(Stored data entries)
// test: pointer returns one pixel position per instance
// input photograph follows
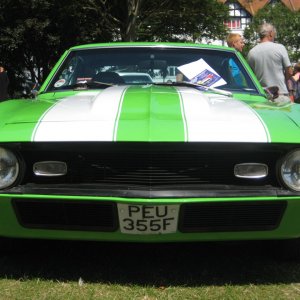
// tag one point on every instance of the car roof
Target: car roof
(150, 44)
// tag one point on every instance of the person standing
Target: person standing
(4, 81)
(294, 84)
(270, 61)
(236, 41)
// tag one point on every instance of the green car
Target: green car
(198, 153)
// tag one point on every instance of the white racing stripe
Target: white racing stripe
(86, 116)
(217, 118)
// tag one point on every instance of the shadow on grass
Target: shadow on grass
(191, 264)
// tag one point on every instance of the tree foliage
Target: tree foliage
(287, 24)
(34, 33)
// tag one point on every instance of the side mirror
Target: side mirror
(272, 92)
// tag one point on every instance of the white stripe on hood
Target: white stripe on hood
(86, 116)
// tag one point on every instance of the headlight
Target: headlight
(9, 168)
(290, 170)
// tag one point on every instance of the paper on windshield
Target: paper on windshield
(199, 72)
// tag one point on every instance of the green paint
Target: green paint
(151, 114)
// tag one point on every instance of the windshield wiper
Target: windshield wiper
(196, 85)
(85, 85)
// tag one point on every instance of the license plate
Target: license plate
(147, 219)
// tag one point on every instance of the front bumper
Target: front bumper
(200, 219)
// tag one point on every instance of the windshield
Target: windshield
(102, 67)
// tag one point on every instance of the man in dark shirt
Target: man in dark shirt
(4, 81)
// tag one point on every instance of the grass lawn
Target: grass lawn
(73, 270)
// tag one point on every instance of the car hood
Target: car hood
(149, 113)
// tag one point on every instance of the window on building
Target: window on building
(239, 17)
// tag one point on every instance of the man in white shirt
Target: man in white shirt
(270, 61)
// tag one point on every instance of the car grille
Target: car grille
(150, 165)
(101, 216)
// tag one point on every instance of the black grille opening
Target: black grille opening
(136, 165)
(66, 215)
(231, 216)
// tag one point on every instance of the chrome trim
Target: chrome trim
(251, 170)
(55, 168)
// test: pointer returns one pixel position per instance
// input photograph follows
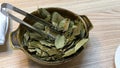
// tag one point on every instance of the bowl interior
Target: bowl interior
(64, 13)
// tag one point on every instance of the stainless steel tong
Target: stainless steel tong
(30, 16)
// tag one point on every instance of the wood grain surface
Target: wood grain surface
(104, 37)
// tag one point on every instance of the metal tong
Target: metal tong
(30, 16)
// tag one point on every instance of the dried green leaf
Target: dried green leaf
(43, 54)
(68, 33)
(31, 50)
(56, 18)
(60, 41)
(44, 14)
(80, 43)
(64, 24)
(43, 42)
(47, 29)
(38, 25)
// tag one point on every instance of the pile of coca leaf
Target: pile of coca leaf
(65, 44)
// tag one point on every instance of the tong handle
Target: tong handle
(8, 6)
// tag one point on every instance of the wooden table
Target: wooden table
(104, 38)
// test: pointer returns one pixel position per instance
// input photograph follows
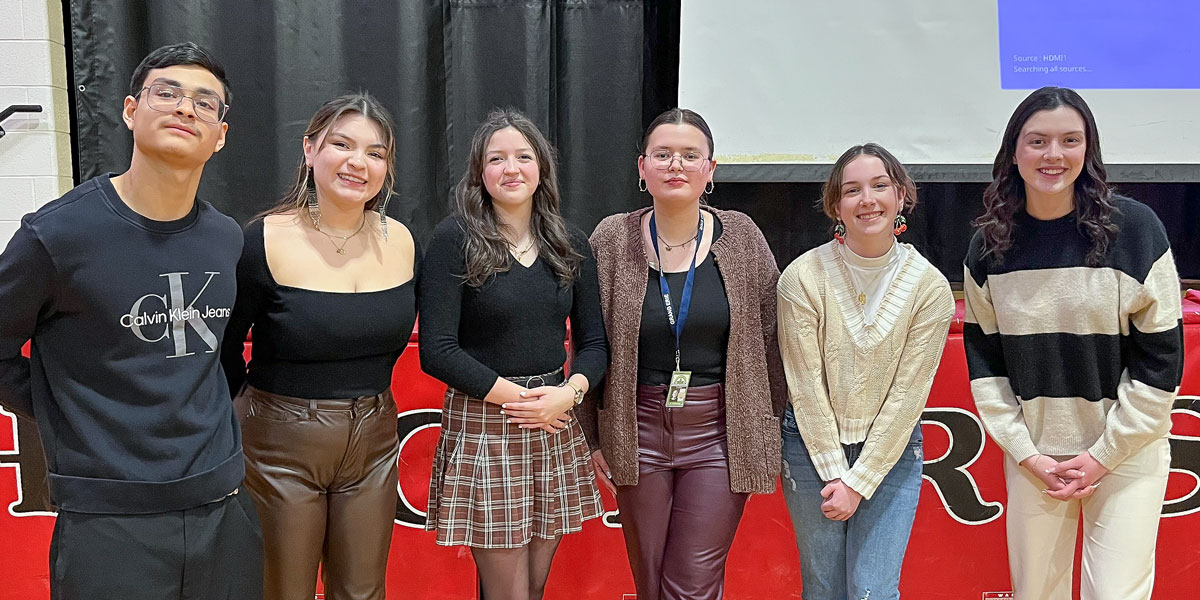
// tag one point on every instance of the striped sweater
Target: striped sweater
(1066, 358)
(856, 382)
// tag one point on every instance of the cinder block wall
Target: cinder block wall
(35, 155)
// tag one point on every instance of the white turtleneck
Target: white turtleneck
(871, 276)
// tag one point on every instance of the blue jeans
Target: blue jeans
(861, 557)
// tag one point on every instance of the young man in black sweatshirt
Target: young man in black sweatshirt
(125, 286)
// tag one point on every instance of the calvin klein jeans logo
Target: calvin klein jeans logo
(175, 316)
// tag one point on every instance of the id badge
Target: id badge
(678, 390)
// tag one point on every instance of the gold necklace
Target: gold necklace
(346, 239)
(669, 245)
(521, 253)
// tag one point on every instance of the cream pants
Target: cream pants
(1120, 531)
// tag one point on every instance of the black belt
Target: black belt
(551, 378)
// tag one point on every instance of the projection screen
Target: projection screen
(789, 85)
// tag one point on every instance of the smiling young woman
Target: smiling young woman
(690, 421)
(317, 413)
(504, 273)
(1075, 354)
(862, 325)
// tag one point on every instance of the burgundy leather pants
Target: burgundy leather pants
(323, 475)
(681, 517)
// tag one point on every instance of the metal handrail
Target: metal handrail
(17, 108)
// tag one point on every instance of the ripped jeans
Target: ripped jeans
(859, 558)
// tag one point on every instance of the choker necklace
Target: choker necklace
(670, 246)
(521, 253)
(346, 239)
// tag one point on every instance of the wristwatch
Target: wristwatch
(579, 391)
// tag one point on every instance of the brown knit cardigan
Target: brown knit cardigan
(755, 389)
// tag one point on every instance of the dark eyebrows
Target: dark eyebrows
(876, 178)
(343, 136)
(527, 149)
(177, 84)
(685, 149)
(1077, 132)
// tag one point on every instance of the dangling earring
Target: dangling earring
(839, 232)
(311, 201)
(383, 216)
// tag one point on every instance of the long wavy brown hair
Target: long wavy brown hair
(295, 199)
(486, 251)
(1095, 209)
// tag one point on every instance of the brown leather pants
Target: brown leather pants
(323, 477)
(681, 517)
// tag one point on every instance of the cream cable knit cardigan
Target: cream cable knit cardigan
(851, 382)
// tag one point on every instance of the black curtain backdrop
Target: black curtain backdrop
(592, 73)
(573, 66)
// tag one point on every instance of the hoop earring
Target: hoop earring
(311, 201)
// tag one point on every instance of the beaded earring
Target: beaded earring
(311, 201)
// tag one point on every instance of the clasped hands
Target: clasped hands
(534, 408)
(1071, 479)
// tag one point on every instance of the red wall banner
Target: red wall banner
(957, 549)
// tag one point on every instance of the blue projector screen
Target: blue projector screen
(1117, 45)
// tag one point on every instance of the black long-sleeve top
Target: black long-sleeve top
(514, 324)
(310, 343)
(125, 315)
(706, 334)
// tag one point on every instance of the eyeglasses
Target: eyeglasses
(661, 160)
(163, 97)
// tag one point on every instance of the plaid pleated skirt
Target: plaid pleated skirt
(496, 485)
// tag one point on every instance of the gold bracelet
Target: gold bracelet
(579, 391)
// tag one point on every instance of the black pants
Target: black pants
(209, 552)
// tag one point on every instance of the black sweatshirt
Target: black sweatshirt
(513, 325)
(125, 315)
(310, 343)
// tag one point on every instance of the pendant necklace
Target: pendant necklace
(346, 239)
(521, 253)
(669, 246)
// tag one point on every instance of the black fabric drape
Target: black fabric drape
(573, 66)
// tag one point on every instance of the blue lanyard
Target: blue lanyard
(685, 299)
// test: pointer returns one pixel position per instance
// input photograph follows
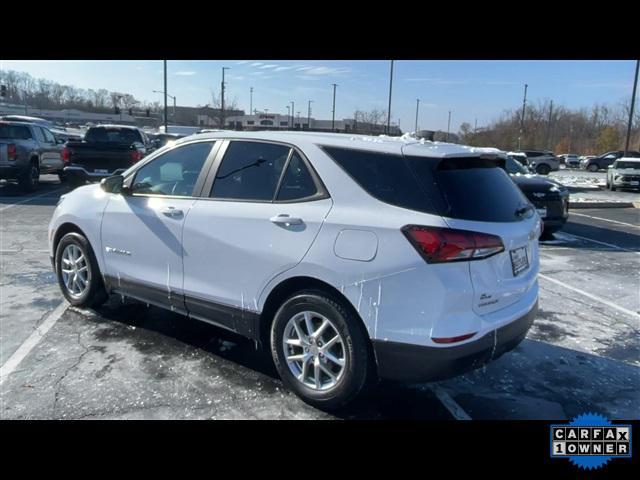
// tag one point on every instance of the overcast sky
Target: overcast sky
(470, 89)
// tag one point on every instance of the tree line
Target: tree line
(547, 126)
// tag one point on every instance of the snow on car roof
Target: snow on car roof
(406, 143)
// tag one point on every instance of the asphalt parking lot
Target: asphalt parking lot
(130, 361)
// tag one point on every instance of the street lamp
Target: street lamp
(174, 101)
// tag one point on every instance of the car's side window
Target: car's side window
(297, 182)
(173, 173)
(250, 171)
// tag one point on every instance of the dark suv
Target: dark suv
(603, 161)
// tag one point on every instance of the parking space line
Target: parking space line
(33, 339)
(592, 297)
(606, 220)
(27, 200)
(564, 234)
(449, 403)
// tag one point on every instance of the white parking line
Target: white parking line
(611, 245)
(449, 403)
(37, 335)
(605, 219)
(631, 313)
(27, 200)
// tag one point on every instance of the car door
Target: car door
(264, 207)
(142, 229)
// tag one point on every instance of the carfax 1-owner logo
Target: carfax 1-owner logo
(590, 441)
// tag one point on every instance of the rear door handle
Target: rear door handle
(172, 212)
(284, 219)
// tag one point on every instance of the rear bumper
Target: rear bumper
(84, 174)
(416, 363)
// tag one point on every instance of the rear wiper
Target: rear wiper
(521, 211)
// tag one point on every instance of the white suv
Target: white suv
(351, 258)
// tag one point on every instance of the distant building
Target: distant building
(277, 121)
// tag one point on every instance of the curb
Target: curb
(578, 205)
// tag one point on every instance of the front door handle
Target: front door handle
(172, 212)
(284, 219)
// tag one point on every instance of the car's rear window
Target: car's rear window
(113, 135)
(463, 188)
(15, 132)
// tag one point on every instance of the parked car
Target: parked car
(624, 173)
(26, 151)
(349, 259)
(603, 161)
(542, 162)
(550, 198)
(570, 160)
(106, 150)
(520, 157)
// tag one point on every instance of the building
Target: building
(277, 121)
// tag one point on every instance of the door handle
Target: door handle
(172, 212)
(284, 219)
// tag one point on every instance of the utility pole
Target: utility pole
(222, 98)
(549, 125)
(524, 105)
(333, 110)
(165, 97)
(390, 88)
(633, 103)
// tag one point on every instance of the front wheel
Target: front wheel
(320, 350)
(78, 272)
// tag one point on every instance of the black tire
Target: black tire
(95, 294)
(359, 369)
(30, 178)
(543, 169)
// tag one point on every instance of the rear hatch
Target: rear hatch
(476, 194)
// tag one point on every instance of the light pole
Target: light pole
(390, 88)
(524, 106)
(174, 102)
(333, 110)
(633, 102)
(165, 97)
(292, 114)
(222, 97)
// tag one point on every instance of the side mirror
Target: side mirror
(114, 184)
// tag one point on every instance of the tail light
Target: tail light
(437, 245)
(12, 151)
(136, 156)
(66, 155)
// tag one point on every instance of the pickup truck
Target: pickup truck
(105, 151)
(26, 151)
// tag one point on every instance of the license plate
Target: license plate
(519, 260)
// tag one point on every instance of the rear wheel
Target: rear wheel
(320, 350)
(30, 178)
(78, 273)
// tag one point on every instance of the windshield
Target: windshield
(513, 167)
(634, 165)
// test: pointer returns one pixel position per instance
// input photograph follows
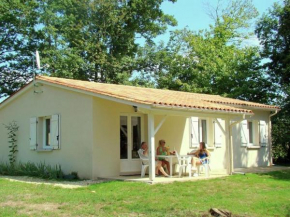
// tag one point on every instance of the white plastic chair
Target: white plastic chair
(183, 163)
(205, 166)
(144, 162)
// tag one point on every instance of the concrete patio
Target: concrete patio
(184, 178)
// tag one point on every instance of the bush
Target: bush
(31, 169)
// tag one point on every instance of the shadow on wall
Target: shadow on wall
(172, 131)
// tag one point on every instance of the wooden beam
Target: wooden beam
(160, 124)
(151, 145)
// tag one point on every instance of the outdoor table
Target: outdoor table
(170, 157)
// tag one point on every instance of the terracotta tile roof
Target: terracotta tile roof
(160, 98)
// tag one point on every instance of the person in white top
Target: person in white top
(158, 164)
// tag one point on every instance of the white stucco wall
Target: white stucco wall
(106, 131)
(247, 156)
(176, 131)
(90, 133)
(76, 128)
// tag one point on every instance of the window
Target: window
(263, 133)
(130, 136)
(123, 137)
(203, 131)
(199, 131)
(250, 132)
(136, 136)
(45, 132)
(218, 132)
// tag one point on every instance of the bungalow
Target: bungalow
(96, 129)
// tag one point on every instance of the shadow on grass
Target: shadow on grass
(283, 175)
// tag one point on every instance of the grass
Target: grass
(249, 195)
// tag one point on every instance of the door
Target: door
(131, 136)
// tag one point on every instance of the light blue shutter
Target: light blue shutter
(263, 134)
(54, 132)
(194, 132)
(217, 134)
(244, 133)
(33, 134)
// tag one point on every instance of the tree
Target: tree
(213, 61)
(96, 40)
(17, 33)
(274, 33)
(90, 40)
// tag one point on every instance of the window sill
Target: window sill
(254, 147)
(44, 150)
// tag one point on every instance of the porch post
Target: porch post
(151, 142)
(229, 145)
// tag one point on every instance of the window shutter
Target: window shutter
(54, 132)
(244, 133)
(263, 134)
(194, 132)
(217, 134)
(33, 134)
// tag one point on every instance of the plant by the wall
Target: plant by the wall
(12, 128)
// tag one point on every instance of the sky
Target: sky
(192, 14)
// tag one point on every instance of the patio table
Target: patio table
(170, 157)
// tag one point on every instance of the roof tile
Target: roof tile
(158, 97)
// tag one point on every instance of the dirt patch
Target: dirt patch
(62, 184)
(34, 209)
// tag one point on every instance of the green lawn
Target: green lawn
(243, 195)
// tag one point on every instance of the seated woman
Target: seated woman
(158, 164)
(161, 150)
(201, 156)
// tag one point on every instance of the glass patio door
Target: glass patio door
(130, 141)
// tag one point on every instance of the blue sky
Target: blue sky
(192, 14)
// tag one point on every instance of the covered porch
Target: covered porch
(163, 123)
(185, 178)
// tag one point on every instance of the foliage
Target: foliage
(31, 169)
(95, 40)
(17, 34)
(274, 33)
(281, 135)
(247, 195)
(87, 40)
(213, 61)
(12, 136)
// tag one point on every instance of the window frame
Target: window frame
(130, 134)
(44, 129)
(251, 132)
(199, 131)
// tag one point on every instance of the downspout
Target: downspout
(231, 144)
(270, 136)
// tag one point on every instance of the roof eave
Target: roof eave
(220, 111)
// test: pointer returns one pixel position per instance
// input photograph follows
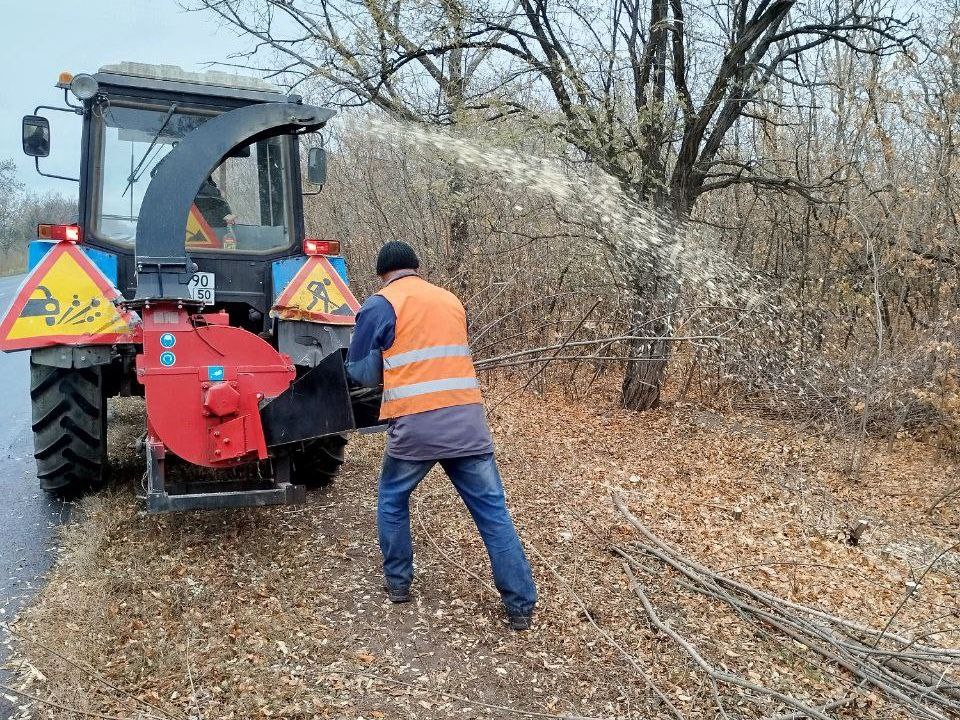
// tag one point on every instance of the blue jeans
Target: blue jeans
(477, 480)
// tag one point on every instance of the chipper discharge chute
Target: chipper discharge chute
(187, 279)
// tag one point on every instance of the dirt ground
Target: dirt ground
(278, 612)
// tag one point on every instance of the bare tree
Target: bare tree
(650, 93)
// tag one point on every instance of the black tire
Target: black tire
(317, 462)
(69, 427)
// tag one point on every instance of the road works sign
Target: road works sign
(317, 293)
(66, 300)
(199, 232)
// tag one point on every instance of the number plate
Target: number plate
(202, 287)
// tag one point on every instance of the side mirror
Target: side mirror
(317, 166)
(36, 136)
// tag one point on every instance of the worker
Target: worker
(213, 205)
(411, 337)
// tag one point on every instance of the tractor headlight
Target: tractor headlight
(84, 87)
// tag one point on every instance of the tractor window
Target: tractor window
(241, 207)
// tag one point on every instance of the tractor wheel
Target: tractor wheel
(318, 461)
(69, 427)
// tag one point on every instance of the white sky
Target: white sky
(40, 38)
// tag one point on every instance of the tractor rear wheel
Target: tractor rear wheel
(69, 427)
(317, 462)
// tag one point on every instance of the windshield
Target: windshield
(241, 207)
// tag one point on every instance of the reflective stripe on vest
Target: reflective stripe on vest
(428, 366)
(395, 361)
(405, 391)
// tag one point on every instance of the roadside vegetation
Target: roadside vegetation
(710, 253)
(20, 213)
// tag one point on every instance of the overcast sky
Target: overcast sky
(40, 38)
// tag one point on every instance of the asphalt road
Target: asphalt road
(28, 518)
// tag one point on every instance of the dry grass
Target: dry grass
(278, 612)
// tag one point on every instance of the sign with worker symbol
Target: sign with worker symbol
(65, 300)
(317, 293)
(199, 232)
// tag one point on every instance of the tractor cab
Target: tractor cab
(187, 279)
(248, 212)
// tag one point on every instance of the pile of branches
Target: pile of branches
(919, 678)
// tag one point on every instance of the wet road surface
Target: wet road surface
(28, 518)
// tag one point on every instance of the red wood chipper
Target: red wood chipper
(187, 279)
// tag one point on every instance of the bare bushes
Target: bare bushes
(829, 323)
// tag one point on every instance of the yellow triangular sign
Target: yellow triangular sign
(317, 293)
(66, 300)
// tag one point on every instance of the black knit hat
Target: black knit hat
(396, 255)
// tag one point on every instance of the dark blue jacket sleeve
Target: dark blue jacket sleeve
(373, 333)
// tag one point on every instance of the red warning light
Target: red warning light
(70, 233)
(312, 246)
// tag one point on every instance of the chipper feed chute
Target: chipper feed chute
(206, 381)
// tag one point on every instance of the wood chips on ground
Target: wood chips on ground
(278, 612)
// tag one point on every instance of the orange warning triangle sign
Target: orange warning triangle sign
(317, 293)
(65, 300)
(199, 232)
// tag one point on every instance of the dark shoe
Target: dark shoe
(397, 595)
(519, 621)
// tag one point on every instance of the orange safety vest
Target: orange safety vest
(429, 364)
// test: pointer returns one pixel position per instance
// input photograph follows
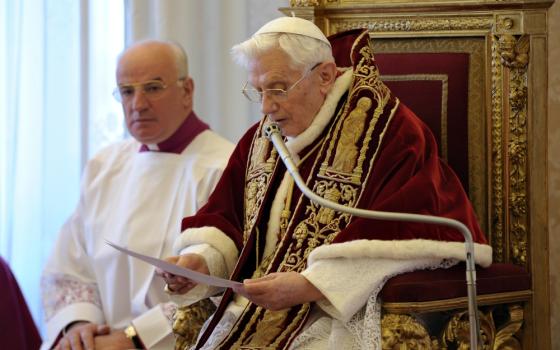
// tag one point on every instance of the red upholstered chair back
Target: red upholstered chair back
(17, 329)
(433, 85)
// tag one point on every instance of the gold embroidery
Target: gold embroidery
(353, 127)
(310, 225)
(267, 329)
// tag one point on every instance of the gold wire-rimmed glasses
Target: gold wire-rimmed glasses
(151, 89)
(256, 96)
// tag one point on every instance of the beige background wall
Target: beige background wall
(554, 168)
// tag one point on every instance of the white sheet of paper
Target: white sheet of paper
(177, 270)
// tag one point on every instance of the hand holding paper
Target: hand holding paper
(179, 271)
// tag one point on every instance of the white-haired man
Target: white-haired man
(134, 193)
(311, 274)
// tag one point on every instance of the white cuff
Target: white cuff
(215, 238)
(154, 329)
(73, 312)
(216, 266)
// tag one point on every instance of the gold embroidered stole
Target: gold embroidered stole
(339, 173)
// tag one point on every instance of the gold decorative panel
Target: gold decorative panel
(507, 46)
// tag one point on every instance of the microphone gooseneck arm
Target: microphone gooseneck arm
(273, 133)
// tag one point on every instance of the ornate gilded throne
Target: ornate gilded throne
(475, 72)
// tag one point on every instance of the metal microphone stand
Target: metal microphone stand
(273, 133)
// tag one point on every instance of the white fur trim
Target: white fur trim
(401, 250)
(210, 235)
(323, 117)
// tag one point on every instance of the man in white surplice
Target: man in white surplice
(134, 193)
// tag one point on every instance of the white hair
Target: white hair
(304, 51)
(179, 54)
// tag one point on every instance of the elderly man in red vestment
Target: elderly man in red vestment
(134, 192)
(310, 274)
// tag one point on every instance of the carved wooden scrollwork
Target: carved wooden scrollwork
(514, 56)
(403, 332)
(303, 3)
(456, 332)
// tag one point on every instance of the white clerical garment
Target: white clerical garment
(135, 199)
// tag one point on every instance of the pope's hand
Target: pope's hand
(279, 290)
(179, 284)
(80, 336)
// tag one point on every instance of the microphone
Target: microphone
(273, 133)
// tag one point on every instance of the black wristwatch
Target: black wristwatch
(131, 334)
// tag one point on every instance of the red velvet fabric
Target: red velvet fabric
(439, 284)
(402, 173)
(17, 329)
(424, 96)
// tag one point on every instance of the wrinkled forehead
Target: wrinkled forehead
(142, 64)
(274, 65)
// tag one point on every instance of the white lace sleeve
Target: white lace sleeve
(61, 290)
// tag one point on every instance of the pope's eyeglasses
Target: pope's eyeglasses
(256, 96)
(152, 90)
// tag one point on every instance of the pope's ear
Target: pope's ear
(327, 75)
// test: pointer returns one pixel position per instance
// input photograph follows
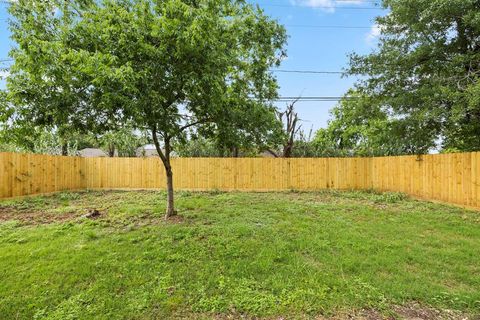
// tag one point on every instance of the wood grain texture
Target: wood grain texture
(453, 178)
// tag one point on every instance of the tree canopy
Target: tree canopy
(421, 82)
(166, 66)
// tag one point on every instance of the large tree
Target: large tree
(166, 65)
(425, 71)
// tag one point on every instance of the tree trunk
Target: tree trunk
(165, 157)
(170, 198)
(64, 149)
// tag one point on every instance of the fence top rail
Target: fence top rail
(250, 158)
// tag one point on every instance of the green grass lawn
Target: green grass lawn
(267, 255)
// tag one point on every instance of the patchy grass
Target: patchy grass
(292, 254)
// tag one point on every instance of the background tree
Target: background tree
(291, 128)
(360, 126)
(425, 72)
(44, 86)
(167, 66)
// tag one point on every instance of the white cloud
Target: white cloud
(373, 34)
(325, 5)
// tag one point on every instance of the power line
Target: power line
(321, 7)
(326, 26)
(308, 71)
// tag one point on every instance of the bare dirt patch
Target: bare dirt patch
(35, 217)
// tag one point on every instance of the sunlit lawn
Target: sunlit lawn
(234, 254)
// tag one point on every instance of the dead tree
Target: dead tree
(289, 119)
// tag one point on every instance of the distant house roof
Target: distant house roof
(92, 152)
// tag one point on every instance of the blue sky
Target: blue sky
(310, 47)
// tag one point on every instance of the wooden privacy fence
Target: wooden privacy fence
(451, 178)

*WORK TASK:* Within the data above, the span starting at the line containing "the young man in black sweatshirt" and ending at the line containing "the gold necklace" is to be retyped exactly, with no other lines.

*RESULT OF THIS EXERCISE:*
// tag one point on every instance of the young man in black sweatshirt
Target: young man in black sweatshirt
(125, 286)
// tag one point on every instance of the calvin klein jeans logo
Target: calvin klein jeans logo
(175, 316)
// tag one point on every instance of the id badge
Target: id badge
(678, 390)
// tag one point on every instance of the gold necklace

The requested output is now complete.